When I founded an addiction treatment center in Costa Mesa, California, my motive was simple: to give other men struggling with substance use disorder the same chance I’d had to get sober. This was almost 15 years ago, long before the opioid crisis started to claim so many lives. Back then, there were approximately 25,000 drug overdose related deaths per year. Now, that number has doubled, and an overdose kills one person every 15 minutes. My work, and the work of so many recovery advocates, is far from over.
Although the recovery movement started as a grassroots cause, it has started to make its way into the mainstream. Addiction, once a taboo subject, has made its way into national headlines and even to the White House. Silence on the issue of addiction and overdose related deaths, not to mention the families and communities affected by this terrible tragedy, has only added to the thousands of deaths. However, a few key political representatives have taken up the banner and are speaking out about this national health crisis. Among them is Governor John Kasich, a Republican from Ohio who’s fighting against Medicaid cuts that would deny life saving treatment for people with substance use disorder.
=-=-=-=-=
→ **WHAT IS NEEDED**
Can you copy, word for word, the part of the addiction recovery text starting at "Although the recovery" and ending at "substance use disorder."?

[Stored entries]
=-=-=-=-=
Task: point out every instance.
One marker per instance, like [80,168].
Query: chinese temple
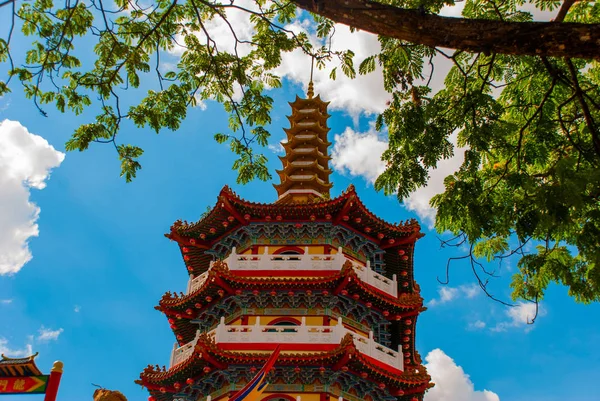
[322,280]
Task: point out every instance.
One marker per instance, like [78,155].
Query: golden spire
[305,174]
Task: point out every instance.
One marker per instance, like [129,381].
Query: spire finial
[310,93]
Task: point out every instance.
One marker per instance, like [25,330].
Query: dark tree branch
[557,39]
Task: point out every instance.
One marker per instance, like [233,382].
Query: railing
[304,150]
[182,353]
[302,162]
[308,261]
[302,176]
[303,334]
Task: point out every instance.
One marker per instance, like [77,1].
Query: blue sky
=-=-=-=-=
→ **TASK ANSWER**
Although the recovery movement started as a grassroots cause, it has started to make its way into the mainstream. Addiction, once a taboo subject, has made its way into national headlines and even to the White House. Silence on the issue of addiction and overdose related deaths, not to mention the families and communities affected by this terrible tragedy, has only added to the thousands of deaths. However, a few key political representatives have taken up the banner and are speaking out about this national health crisis. Among them is Governor John Kasich, a Republican from Ohio who’s fighting against Medicaid cuts that would deny life saving treatment for people with substance use disorder.